Each record that follows should be repeated exactly, minus any images.

───── Dataset rows

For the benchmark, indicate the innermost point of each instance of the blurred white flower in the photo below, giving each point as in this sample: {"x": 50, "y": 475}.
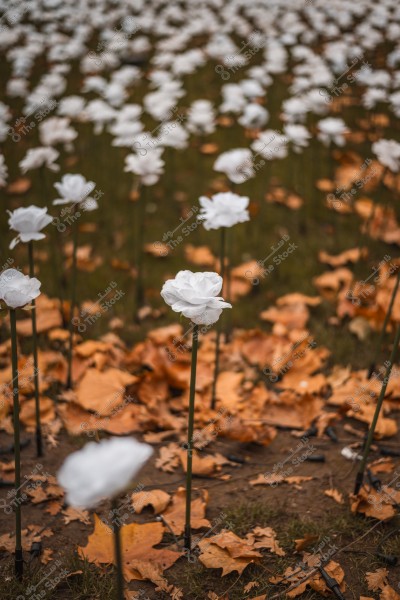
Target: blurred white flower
{"x": 102, "y": 470}
{"x": 148, "y": 165}
{"x": 3, "y": 171}
{"x": 195, "y": 296}
{"x": 223, "y": 210}
{"x": 43, "y": 156}
{"x": 236, "y": 164}
{"x": 388, "y": 153}
{"x": 17, "y": 289}
{"x": 254, "y": 116}
{"x": 28, "y": 222}
{"x": 201, "y": 118}
{"x": 332, "y": 130}
{"x": 74, "y": 189}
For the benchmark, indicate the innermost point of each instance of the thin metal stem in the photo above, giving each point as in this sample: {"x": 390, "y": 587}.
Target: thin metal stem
{"x": 393, "y": 357}
{"x": 219, "y": 324}
{"x": 19, "y": 565}
{"x": 188, "y": 535}
{"x": 39, "y": 441}
{"x": 73, "y": 297}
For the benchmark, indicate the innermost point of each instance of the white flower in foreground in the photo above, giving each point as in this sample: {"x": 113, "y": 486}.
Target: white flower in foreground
{"x": 388, "y": 153}
{"x": 3, "y": 171}
{"x": 28, "y": 222}
{"x": 149, "y": 167}
{"x": 73, "y": 189}
{"x": 236, "y": 164}
{"x": 17, "y": 289}
{"x": 39, "y": 157}
{"x": 332, "y": 130}
{"x": 254, "y": 116}
{"x": 223, "y": 210}
{"x": 102, "y": 470}
{"x": 195, "y": 296}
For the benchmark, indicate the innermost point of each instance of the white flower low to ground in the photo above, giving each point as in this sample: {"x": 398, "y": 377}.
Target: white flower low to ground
{"x": 28, "y": 222}
{"x": 102, "y": 470}
{"x": 223, "y": 210}
{"x": 195, "y": 295}
{"x": 17, "y": 289}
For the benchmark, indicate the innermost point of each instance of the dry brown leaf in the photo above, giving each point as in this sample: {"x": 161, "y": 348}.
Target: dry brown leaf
{"x": 377, "y": 580}
{"x": 335, "y": 495}
{"x": 158, "y": 499}
{"x": 140, "y": 559}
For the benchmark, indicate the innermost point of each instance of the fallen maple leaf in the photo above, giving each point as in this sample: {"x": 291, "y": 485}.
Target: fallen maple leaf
{"x": 335, "y": 495}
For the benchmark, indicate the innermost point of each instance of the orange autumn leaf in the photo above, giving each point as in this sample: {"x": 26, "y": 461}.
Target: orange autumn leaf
{"x": 138, "y": 552}
{"x": 335, "y": 495}
{"x": 158, "y": 499}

──────────

▸ Correct result:
For the benchmark, indicate the innermost point of each instance of the blurred white flower in the photo below, giving each point as in this sample: {"x": 50, "y": 475}.
Target: blurred white flower
{"x": 102, "y": 470}
{"x": 148, "y": 165}
{"x": 3, "y": 171}
{"x": 195, "y": 296}
{"x": 223, "y": 210}
{"x": 43, "y": 156}
{"x": 236, "y": 164}
{"x": 388, "y": 153}
{"x": 17, "y": 289}
{"x": 254, "y": 116}
{"x": 28, "y": 222}
{"x": 201, "y": 118}
{"x": 332, "y": 130}
{"x": 74, "y": 189}
For the benchmark, indicate the innermost point of each instance of the thin metal stem in the photo above, giving each point as in this sample: {"x": 390, "y": 587}.
Target: thin metal stem
{"x": 393, "y": 357}
{"x": 219, "y": 324}
{"x": 19, "y": 565}
{"x": 188, "y": 535}
{"x": 39, "y": 441}
{"x": 73, "y": 297}
For the benchmark, indicate the innermost point of each instance of the white flower in foreground in the photo above, giving each point as in this sample: {"x": 113, "y": 486}.
Target: white flower in foreground
{"x": 388, "y": 153}
{"x": 3, "y": 171}
{"x": 28, "y": 222}
{"x": 149, "y": 167}
{"x": 73, "y": 189}
{"x": 236, "y": 164}
{"x": 17, "y": 289}
{"x": 39, "y": 157}
{"x": 332, "y": 130}
{"x": 254, "y": 116}
{"x": 223, "y": 210}
{"x": 102, "y": 470}
{"x": 195, "y": 296}
For the benchmark, indicate the innermost point of each instance of the white flower low to ground in the photo above, giving each point as in this sample: {"x": 398, "y": 377}.
Target: white flower low to ground
{"x": 28, "y": 222}
{"x": 102, "y": 470}
{"x": 223, "y": 210}
{"x": 195, "y": 295}
{"x": 17, "y": 289}
For the benchmark, indicate the innermost point of each instance of the dry brown leaf in the photo above, giving each point as in this sample: {"x": 161, "y": 348}.
Target: dry brown leaf
{"x": 377, "y": 580}
{"x": 335, "y": 495}
{"x": 158, "y": 499}
{"x": 140, "y": 559}
For the benchmark, indicate the innermost point of each instance of the fallen maple leaf in the photo above, giving each point as in this sample: {"x": 291, "y": 485}.
Target: fallen maple leaf
{"x": 335, "y": 495}
For the benchmark, indicate the innermost point of each instance of the orange autumn leaf in the photo above, giving each point as in this sample: {"x": 26, "y": 461}.
Target: orange autumn leaf
{"x": 138, "y": 552}
{"x": 335, "y": 495}
{"x": 158, "y": 499}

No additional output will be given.